* Location identification items:

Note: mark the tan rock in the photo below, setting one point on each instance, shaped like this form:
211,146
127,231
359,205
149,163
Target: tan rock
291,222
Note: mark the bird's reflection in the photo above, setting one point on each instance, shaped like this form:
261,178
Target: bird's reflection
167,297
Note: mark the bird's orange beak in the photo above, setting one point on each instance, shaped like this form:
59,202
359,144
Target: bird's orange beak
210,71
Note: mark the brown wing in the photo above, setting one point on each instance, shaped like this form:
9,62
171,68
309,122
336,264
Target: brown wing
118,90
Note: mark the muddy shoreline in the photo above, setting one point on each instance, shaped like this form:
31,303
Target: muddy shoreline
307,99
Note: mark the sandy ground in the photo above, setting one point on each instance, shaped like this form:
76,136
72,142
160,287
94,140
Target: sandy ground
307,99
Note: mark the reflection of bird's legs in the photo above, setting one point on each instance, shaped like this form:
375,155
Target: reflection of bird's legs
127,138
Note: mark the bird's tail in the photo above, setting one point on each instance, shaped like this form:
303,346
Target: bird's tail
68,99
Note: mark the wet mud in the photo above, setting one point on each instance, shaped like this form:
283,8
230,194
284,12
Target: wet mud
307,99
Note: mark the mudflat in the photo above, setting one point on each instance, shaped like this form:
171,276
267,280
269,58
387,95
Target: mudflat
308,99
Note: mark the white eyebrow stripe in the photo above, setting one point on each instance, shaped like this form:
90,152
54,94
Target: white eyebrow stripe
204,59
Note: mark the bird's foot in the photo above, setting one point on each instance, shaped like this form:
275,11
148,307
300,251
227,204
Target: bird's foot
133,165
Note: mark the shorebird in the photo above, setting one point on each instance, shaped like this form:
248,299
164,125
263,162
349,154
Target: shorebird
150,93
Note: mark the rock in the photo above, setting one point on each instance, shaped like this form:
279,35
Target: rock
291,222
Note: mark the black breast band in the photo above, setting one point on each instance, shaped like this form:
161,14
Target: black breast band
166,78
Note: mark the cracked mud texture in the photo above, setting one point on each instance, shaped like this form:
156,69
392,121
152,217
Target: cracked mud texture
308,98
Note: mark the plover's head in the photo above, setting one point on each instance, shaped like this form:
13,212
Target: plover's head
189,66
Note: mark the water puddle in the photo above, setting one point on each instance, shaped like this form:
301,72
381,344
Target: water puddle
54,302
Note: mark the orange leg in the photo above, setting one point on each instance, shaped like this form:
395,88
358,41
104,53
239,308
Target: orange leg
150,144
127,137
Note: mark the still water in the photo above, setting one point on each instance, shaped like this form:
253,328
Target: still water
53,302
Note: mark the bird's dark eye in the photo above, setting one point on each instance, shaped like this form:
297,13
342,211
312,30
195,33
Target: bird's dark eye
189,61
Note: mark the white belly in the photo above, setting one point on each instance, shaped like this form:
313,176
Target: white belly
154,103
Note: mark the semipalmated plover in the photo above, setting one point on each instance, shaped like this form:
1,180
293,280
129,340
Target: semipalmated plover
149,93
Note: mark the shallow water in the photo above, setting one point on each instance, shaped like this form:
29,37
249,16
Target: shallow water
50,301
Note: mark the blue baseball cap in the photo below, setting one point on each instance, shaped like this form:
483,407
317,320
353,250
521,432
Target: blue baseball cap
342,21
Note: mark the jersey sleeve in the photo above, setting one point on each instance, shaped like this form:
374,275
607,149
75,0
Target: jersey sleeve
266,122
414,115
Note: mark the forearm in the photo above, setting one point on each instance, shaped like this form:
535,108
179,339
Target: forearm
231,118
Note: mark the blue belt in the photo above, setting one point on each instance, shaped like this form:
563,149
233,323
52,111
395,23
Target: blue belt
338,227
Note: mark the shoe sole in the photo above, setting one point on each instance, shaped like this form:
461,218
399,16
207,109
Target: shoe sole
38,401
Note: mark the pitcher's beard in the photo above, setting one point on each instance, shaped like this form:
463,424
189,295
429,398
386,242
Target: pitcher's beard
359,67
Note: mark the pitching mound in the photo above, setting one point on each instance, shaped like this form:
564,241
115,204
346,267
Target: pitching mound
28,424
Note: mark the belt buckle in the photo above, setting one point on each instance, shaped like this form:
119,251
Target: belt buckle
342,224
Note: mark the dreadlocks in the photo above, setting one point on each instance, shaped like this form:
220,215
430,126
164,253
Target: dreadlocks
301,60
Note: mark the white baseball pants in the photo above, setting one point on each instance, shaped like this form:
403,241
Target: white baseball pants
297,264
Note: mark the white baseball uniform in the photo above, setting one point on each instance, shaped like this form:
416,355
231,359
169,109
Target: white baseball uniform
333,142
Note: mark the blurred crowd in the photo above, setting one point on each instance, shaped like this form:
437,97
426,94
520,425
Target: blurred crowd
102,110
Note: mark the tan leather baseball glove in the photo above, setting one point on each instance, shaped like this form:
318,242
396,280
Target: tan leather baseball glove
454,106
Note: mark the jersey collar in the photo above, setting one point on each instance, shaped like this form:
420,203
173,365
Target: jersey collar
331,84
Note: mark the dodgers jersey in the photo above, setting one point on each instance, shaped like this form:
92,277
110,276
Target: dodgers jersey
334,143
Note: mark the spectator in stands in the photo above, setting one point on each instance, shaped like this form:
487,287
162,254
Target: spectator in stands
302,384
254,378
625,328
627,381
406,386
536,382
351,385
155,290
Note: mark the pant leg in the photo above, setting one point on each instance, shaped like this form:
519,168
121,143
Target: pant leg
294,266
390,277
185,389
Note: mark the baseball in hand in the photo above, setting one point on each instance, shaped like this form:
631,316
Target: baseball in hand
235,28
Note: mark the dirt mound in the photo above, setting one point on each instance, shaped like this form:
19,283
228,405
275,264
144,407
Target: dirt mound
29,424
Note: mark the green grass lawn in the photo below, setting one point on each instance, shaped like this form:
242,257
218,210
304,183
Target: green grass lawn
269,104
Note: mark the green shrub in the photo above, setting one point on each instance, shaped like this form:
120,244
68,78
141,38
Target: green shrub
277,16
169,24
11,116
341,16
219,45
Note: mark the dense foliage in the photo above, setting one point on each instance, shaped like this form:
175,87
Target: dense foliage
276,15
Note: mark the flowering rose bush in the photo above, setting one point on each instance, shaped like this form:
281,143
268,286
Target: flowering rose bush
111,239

* Instructions for the task: Reproduce every line of the data above verbatim, with no changes.

* Output for this exercise:
Note: mark the tan rock in the photo below, setting one point on each instance, shaped like this form:
211,146
127,231
359,205
149,163
Target: tan rock
291,222
Note: mark the bird's reflection in the photo above, setting one point on each instance, shaped like this form:
261,178
Target: bird's reflection
167,297
Note: mark the bird's orange beak in the photo above, setting one point on each instance, shaped like this form:
59,202
359,144
Target: bird's orange beak
210,71
Note: mark the brown wing in the photo above, setting one point on each instance, shaped like this form:
9,62
171,68
309,122
336,264
Target: brown wing
118,90
Note: mark the muddy shoreline in the photo above, setting one point on each instance, shaped like this form:
31,303
Target: muddy shoreline
307,99
Note: mark the sandy ground in the photo above, setting one point on each instance, shaped like this form:
76,136
72,142
160,287
94,140
Target: sandy ground
307,99
Note: mark the reflection of bird's legs in the photo above, setting one point on each instance, shaped like this form:
375,155
Target: reflection of bird's legs
127,138
Note: mark the bird's tail in the photo above, setting one point on each instance, shaped like this form:
303,346
Target: bird's tail
68,99
Note: mark the wet mud in the photo above, setting one point on each instance, shaped like this form:
283,8
230,194
284,12
Target: wet mud
307,99
Note: mark the mudflat in the photo above, setting one point on each instance, shaped like this form:
171,276
267,280
269,58
387,95
Target: mudflat
308,99
Note: mark the white eyebrow stripe in the photo above, setting one point on each instance, shaped like this form:
90,152
54,94
Target: white eyebrow stripe
204,59
Note: mark the bird's foot in the photo above, setting one point on each instance, shaped like this form:
275,11
148,307
300,251
227,204
Target: bird's foot
133,165
Note: mark the shorebird in the photo above, setting one point on each instance, shaped like this form:
248,299
164,125
263,162
349,154
Target: shorebird
150,93
Note: mark the rock in the photo above, setting one point on each instance, shaped like this form:
279,35
Target: rock
291,222
Note: mark the black breast band in the photo above, setting one point on each instance, shaped like this form:
161,14
Target: black breast band
166,78
Note: mark the cracked mud texture in the photo above, setting one point on each instance, shaped like this form:
156,69
392,121
152,217
Target: cracked mud texture
308,98
Note: mark the plover's head in the photo above, setting one point on each instance, shaped like this form:
13,212
Target: plover's head
189,66
Note: mark the water puddle in the photo above, setting one point on each instance, shaped like this form:
301,72
381,344
Target: water puddle
54,302
Note: mark the orange leg in the photo above, setting one point on each instance, shaped like this form:
395,88
358,41
104,53
239,308
Target: orange leg
150,144
127,137
Note: mark the still water in the photo above, setting one point on each instance, shaped like this form:
253,328
Target: still water
53,302
Note: mark the bird's dark eye in the photo above, setting one point on each instance, shaped like this form:
297,13
342,211
312,30
195,33
Target: bird's dark eye
189,61
Note: mark the white belly in the photo above, setting one point on each instance, shaped like this form:
313,176
Target: white belly
154,103
Note: mark the semipalmated plover in the photo above, setting one point on each instance, shaped like this form:
1,180
293,280
129,340
Target: semipalmated plover
149,93
Note: mark the shallow water in the photo above, setting one point on each instance, shaped like this form:
29,37
249,16
Target: shallow water
50,301
Note: mark the blue baseball cap in the photo below, setting one point on each instance, shaped like this form:
483,407
317,320
353,250
521,432
Target: blue baseball cap
342,21
Note: mark the jersey sleeve in the photo above, setting one point on each instance, shaped like this form:
374,275
607,149
75,0
Target: jersey sleeve
266,122
414,115
Note: mark the forearm in the photo above, setting one point on each instance, shaped like this form:
535,108
179,339
Target: forearm
231,118
Note: mark the blue belt in the photo above, setting one point on each instance, shaped like this form:
563,149
233,323
52,111
395,23
Target: blue belt
338,227
Note: mark the shoe sole in the photo above, setting one point on each instance, shaped like this form:
461,218
399,16
207,109
Target: shoe sole
38,401
Note: mark the pitcher's beard in the photo above, setting one point on each instance, shaped like this form:
463,424
189,295
429,398
386,242
Target: pitcher's beard
359,67
Note: mark the pitching mound in the photo above, setting one point on each instance, shaped like this form:
564,241
115,204
346,267
Target: pitching mound
28,424
Note: mark the belt buckle in the photo above, setting one point on each instance, shaped like this form:
119,251
Target: belt buckle
342,224
Note: mark the dreadlocks in the photo above, setting one point on each instance, shaped like this form:
220,215
430,126
164,253
Target: dreadlocks
301,60
Note: mark the white baseball pants in the photo above, setting one point on each instance, shaped like this form:
403,241
Target: white baseball pants
297,264
Note: mark the white baseball uniform in the photo above, setting one point on each instance, shaped like this form:
416,355
231,359
169,109
Target: white baseball uniform
333,142
Note: mark the blurred crowd in the photo above, setting one point on each instance, shaped like this form:
437,97
426,94
520,425
Target: blurred crowd
102,110
Note: mark the tan leather baseball glove in the photo above, setting one point on each instance, shaped like this form:
318,242
396,280
Target: tan leather baseball glove
454,106
Note: mark the jersey collar in the photo above, setting one point on each instance, shaped like this form:
420,203
173,365
Target: jersey collar
331,84
Note: mark the dodgers jersey in the photo above, setting one point on each instance, shaped like this form:
92,277
110,276
Target: dodgers jersey
334,143
Note: mark the spectator in stands in the photo above, setting one point on each instance, shaped like this form:
487,287
162,254
Target: spectator in stands
302,384
254,378
625,328
627,381
406,386
536,382
351,385
155,290
Note: mark the pant leg in the photo above, setting one point on each instance, shaped like this form:
519,168
121,143
Target: pant leg
294,266
390,277
185,389
Note: mark the baseball in hand in the photo above, setting one point on each instance, shaped like this form:
631,316
Target: baseball in hand
235,28
Note: mark the dirt mound in the photo above, setting one point on each instance, shaped like this form:
19,283
228,405
275,264
144,407
Target: dirt mound
29,424
Note: mark the green grass lawn in the photo below, setting one point on each instance, shaped like this form:
242,257
218,210
304,183
Target: green grass lawn
269,104
Note: mark the green shrub in the photo above, setting one point on each instance, shaped like this form:
120,244
68,78
141,38
Target: green shrub
277,16
169,24
11,116
341,16
219,45
Note: mark the dense foliage in the photo above, setting one point on each instance, shaped like this form:
175,87
Target: dense foliage
276,15
Note: mark the flowering rose bush in the photo above, setting one point on each instance, shaped like this form:
281,143
268,286
Target: flowering rose bush
111,239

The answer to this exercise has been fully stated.